## Work task
From the line containing "TARGET = chrome wheel center cap" to the last line of the records below, repeat every line exactly and add nothing else.

## Input for this task

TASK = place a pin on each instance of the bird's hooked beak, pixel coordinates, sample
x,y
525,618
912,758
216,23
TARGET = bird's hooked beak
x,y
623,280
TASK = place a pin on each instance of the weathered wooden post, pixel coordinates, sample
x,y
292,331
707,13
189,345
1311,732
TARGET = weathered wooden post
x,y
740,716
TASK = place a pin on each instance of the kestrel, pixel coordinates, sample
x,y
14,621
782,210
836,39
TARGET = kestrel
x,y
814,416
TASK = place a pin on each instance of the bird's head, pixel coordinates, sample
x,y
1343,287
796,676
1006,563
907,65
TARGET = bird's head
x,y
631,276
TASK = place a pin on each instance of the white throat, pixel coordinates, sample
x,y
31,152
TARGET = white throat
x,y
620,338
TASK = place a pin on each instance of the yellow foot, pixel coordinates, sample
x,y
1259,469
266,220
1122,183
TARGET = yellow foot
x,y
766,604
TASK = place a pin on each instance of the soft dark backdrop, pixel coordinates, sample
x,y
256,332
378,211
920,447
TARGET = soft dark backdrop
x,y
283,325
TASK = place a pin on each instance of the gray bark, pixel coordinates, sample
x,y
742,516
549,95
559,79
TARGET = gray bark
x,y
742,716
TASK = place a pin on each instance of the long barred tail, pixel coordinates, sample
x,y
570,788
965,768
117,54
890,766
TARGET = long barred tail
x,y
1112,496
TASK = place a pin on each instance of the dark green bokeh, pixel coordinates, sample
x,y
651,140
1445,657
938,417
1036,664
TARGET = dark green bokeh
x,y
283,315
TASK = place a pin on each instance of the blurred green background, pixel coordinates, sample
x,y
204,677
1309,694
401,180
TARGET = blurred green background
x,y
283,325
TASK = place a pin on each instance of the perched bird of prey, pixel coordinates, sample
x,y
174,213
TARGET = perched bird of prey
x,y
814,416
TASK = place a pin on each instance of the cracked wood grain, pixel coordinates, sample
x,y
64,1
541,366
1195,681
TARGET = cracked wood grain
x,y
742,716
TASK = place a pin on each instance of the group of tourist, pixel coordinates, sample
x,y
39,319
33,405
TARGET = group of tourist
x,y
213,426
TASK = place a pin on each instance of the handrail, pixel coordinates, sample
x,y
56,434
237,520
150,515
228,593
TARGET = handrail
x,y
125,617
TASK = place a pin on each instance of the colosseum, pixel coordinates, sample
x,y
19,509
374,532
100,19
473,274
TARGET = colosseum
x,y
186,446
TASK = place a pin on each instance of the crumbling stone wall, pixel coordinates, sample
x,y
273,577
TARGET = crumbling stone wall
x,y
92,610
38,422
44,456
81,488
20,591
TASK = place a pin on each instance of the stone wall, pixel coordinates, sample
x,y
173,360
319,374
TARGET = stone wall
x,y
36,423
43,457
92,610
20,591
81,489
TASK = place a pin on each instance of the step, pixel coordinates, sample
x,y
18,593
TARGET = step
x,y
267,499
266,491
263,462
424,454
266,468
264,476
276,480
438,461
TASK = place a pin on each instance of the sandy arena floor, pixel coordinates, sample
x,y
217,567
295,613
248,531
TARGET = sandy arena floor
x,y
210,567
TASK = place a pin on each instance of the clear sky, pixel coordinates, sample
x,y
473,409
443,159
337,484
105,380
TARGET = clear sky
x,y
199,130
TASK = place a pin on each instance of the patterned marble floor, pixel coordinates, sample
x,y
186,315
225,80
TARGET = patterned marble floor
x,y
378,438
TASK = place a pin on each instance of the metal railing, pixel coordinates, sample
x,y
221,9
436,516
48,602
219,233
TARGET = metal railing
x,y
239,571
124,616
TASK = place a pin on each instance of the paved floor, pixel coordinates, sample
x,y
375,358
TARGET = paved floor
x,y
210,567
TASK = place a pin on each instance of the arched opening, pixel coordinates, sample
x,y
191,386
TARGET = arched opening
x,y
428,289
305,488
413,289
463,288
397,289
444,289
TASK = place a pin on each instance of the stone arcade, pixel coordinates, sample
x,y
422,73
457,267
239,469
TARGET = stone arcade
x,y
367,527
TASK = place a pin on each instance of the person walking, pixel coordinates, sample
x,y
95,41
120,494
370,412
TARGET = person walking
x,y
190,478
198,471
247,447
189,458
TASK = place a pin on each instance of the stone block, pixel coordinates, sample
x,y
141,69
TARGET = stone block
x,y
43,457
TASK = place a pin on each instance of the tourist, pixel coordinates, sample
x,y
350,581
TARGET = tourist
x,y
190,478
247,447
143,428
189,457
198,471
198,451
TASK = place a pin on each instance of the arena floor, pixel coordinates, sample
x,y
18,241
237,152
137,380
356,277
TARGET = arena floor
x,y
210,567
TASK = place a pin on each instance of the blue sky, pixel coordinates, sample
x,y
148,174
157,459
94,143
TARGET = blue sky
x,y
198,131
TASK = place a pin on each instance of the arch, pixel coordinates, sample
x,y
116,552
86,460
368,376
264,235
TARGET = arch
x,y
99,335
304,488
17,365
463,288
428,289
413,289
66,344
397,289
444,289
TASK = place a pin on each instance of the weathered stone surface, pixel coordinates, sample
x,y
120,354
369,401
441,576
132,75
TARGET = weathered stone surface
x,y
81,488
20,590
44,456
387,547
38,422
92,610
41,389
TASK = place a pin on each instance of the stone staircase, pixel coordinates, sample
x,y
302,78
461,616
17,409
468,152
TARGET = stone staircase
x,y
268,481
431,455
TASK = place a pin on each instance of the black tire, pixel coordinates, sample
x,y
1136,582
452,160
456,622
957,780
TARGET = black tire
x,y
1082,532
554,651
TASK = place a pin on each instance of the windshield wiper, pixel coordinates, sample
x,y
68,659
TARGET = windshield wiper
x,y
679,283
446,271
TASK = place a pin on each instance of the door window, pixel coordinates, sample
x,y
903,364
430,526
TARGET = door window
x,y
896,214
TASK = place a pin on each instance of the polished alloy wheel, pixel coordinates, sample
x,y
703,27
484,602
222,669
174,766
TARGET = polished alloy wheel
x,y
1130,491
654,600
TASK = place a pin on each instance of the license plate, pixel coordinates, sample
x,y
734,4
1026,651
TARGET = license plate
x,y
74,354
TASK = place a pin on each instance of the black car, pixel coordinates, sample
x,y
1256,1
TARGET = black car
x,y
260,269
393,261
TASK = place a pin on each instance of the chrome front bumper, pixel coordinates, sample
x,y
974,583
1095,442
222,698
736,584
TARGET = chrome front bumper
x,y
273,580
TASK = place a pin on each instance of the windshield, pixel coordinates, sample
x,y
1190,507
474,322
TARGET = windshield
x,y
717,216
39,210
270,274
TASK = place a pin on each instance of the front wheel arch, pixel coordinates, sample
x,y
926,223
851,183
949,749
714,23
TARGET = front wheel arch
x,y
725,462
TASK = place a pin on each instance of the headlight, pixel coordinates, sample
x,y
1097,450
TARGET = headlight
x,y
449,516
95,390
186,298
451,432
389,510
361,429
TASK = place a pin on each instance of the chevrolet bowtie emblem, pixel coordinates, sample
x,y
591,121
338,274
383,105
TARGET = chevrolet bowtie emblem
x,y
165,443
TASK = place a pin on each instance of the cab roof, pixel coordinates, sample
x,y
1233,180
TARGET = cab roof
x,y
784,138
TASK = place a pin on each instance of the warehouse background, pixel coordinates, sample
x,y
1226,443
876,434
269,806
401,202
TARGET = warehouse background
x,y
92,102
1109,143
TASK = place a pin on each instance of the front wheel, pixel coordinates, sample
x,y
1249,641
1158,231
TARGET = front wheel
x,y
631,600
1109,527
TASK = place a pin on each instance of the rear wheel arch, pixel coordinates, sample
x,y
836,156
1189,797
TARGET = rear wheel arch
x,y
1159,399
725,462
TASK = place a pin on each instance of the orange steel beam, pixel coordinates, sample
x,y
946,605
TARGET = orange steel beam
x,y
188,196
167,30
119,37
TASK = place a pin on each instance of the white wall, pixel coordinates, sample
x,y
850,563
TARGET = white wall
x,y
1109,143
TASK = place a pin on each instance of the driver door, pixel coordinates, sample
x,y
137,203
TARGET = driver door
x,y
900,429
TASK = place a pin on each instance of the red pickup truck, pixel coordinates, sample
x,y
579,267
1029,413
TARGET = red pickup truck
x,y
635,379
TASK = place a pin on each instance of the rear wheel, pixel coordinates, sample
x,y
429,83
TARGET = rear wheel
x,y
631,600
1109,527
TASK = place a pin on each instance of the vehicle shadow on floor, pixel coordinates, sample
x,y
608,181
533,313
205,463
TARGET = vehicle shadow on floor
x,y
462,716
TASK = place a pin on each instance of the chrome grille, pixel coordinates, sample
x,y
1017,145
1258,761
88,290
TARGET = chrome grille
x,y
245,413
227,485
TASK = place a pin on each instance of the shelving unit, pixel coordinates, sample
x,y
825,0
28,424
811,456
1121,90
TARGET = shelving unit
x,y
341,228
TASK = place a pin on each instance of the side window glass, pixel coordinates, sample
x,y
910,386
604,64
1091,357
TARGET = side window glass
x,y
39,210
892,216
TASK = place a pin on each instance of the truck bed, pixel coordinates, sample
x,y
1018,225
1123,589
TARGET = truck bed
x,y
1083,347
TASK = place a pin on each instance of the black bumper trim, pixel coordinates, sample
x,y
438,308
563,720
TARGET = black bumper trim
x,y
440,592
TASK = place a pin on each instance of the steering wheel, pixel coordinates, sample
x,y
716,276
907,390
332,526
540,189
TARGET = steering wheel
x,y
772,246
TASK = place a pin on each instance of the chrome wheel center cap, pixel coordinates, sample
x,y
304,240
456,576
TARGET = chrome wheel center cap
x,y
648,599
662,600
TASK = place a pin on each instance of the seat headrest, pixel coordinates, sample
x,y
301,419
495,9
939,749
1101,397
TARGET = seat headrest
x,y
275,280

## Solution
TARGET = chrome wheel center cap
x,y
648,599
662,600
TASK = place a pin on each instance of the seat headrest, pixel coordinates, sample
x,y
301,419
495,9
939,749
1101,397
TARGET = seat headrest
x,y
275,280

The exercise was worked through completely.